[WORK REQUIRED]: Return, word for word, the part of the abstract on the HAS2 gene and its antisense RNA that opens with the words "The human hyaluronan synthase 2 (HAS2) gene and" and closes with "tubular epithelial cell.".

[PASSAGE PROVIDED]:
------------------------------------------------

The human hyaluronan synthase 2 (HAS2) gene and its natural antisense RNA exhibit coordinated expression in the renal proximal tubular epithelial cell.

J Biol Chem 286(22):19523-32 (2011) PMID 21357421 PMCID PMC3103331

Aberrant expression of the human hyaluronan synthase 2 (HAS2) gene has been implicated in the pathology of malignancy, pulmonary arterial hypertension, osteoarthritis, asthma, thyroid dysfunction, and large organ fibrosis. Renal fibrosis is associated with increased cortical synthesis of hyaluronan (HA), an extracellular matrix glycosaminoglycan, and we have shown that HA is a correlate of interstitial fibrosis in vivo. Our previous in vitro data have suggested that both HAS2 transcriptional induction and subsequent HAS2-driven HA synthesis may contribute to kidney fibrosis via phenotypic modulation of the renal proximal tubular epithelial cell (PTC). Post-transcriptional regulation of HAS2 mRNA synthesis by the natural antisense RNA HAS2-AS1 has recently been described in osteosarcoma cells, but the antisense transcript was not detected in kidney. In this study, PTC stimulation with IL-1β or TGF-β1 induced coordinated temporal profiles of HAS2-AS1 and HAS2 transcription. Constitutive activity of the putative HAS2-AS1 promoter was demonstrated, and transcription factor-binding sequence motifs were identified. Knockdown of Sp1/Sp3 expression by siRNA blunted IL-1β induction of both HAS2-AS1 and HAS2, and Smad2/Smad3 knockdown similarly attenuated TGF-β1 stimulation. Inhibition of IL-1β-stimulated HAS2-AS1 RNA induction using HAS2-AS1-specific siRNAs also suppressed up-regulation of HAS2 mRNA transcription. The thermodynamic feasibility of HAS2-AS1/HAS2 heterodimer formation was demonstrated in silico, and locus-specific cytoplasmic double-stranded RNA was detected in vitro. In summary, our data show that transcriptional induction of HAS2-AS1 and HAS2 occurs simultaneously in PTCs and suggest that transcription of the antisense RNA stabilizes or augments HAS2 mRNA expression in these cells via RNA/mRNA heteroduplex formation.

------------------------------------------------

[DATA SUPPLIED]:
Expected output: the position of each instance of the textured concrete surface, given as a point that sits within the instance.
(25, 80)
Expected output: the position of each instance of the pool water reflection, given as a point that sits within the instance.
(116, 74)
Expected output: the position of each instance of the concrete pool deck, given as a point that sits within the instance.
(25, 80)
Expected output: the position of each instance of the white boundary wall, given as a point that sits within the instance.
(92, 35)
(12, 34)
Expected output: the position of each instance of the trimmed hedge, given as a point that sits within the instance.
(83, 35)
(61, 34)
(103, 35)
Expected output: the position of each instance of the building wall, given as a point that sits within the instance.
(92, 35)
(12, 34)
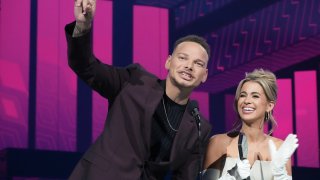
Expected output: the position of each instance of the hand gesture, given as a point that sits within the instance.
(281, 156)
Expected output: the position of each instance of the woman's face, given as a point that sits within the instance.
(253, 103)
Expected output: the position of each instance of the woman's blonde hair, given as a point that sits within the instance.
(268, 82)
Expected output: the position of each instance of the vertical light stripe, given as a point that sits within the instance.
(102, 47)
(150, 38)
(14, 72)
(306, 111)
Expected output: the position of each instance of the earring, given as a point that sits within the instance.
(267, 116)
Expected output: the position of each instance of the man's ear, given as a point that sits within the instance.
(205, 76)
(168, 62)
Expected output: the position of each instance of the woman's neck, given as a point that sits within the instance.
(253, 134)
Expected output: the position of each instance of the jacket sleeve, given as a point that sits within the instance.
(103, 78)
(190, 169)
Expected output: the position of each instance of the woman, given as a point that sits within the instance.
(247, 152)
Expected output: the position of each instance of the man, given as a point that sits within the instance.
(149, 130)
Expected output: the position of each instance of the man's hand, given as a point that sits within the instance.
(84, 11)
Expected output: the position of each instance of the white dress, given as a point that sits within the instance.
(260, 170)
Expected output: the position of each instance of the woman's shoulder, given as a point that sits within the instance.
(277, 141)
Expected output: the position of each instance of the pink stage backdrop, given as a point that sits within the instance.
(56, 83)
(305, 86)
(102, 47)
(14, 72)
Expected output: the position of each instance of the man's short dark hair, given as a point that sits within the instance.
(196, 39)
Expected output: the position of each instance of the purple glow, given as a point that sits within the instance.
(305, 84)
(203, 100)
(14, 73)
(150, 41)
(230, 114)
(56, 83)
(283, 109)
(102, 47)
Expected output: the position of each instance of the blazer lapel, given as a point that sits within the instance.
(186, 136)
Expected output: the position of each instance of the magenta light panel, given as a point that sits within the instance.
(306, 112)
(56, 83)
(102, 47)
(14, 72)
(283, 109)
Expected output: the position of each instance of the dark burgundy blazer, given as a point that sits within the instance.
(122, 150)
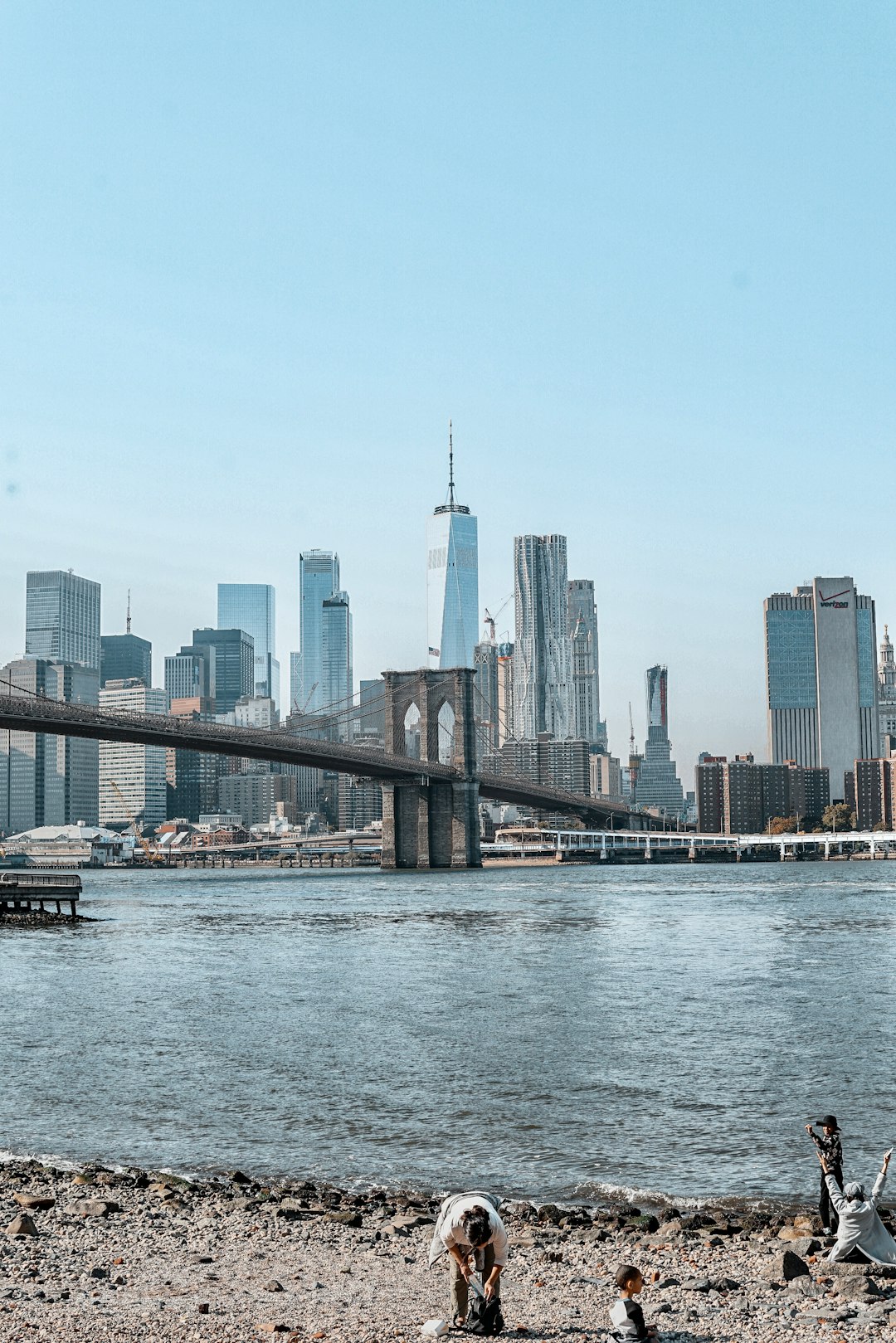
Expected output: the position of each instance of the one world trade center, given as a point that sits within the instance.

------------------------------------------------

[EXERCISE OUTPUT]:
The human hyaluronan synthase 2 (HAS2) gene and its natural antisense RNA exhibit coordinated expression in the renal proximal tubular epithelial cell.